TASK PROMPT: State how many lines of the records contain the string "stack", and give no other information.

DATASET EXTRACT:
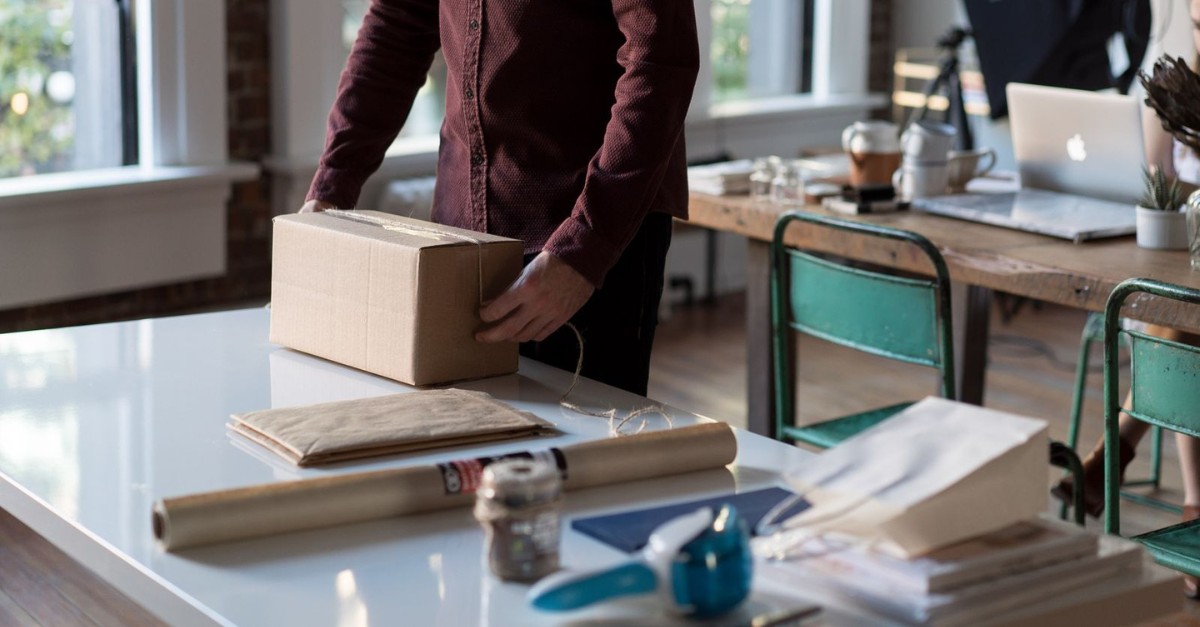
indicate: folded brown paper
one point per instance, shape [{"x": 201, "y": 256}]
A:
[
  {"x": 274, "y": 508},
  {"x": 382, "y": 425}
]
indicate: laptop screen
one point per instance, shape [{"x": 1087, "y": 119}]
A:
[{"x": 1078, "y": 142}]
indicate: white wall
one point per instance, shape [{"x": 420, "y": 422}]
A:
[{"x": 919, "y": 23}]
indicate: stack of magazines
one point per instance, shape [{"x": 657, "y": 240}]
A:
[
  {"x": 978, "y": 580},
  {"x": 719, "y": 179}
]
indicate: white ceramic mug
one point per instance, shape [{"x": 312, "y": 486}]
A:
[
  {"x": 870, "y": 136},
  {"x": 966, "y": 165},
  {"x": 921, "y": 180},
  {"x": 874, "y": 150},
  {"x": 927, "y": 142}
]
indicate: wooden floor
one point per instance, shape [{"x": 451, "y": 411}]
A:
[{"x": 699, "y": 365}]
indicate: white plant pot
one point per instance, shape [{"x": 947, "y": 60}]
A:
[{"x": 1162, "y": 230}]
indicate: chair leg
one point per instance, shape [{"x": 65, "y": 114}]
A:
[
  {"x": 1077, "y": 404},
  {"x": 1063, "y": 457}
]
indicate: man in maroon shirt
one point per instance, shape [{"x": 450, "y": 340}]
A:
[{"x": 563, "y": 129}]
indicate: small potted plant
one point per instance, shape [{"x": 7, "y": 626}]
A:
[{"x": 1161, "y": 225}]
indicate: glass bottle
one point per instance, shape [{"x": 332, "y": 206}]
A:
[
  {"x": 787, "y": 187},
  {"x": 1193, "y": 220},
  {"x": 761, "y": 178}
]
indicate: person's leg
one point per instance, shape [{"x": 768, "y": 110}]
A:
[
  {"x": 1131, "y": 431},
  {"x": 618, "y": 322}
]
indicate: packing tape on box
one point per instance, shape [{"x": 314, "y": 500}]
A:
[
  {"x": 241, "y": 513},
  {"x": 415, "y": 231}
]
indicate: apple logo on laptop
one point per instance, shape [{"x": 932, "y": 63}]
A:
[{"x": 1075, "y": 148}]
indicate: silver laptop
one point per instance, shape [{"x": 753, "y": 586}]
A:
[{"x": 1080, "y": 156}]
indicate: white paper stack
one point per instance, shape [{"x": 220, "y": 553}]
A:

RESULT: 2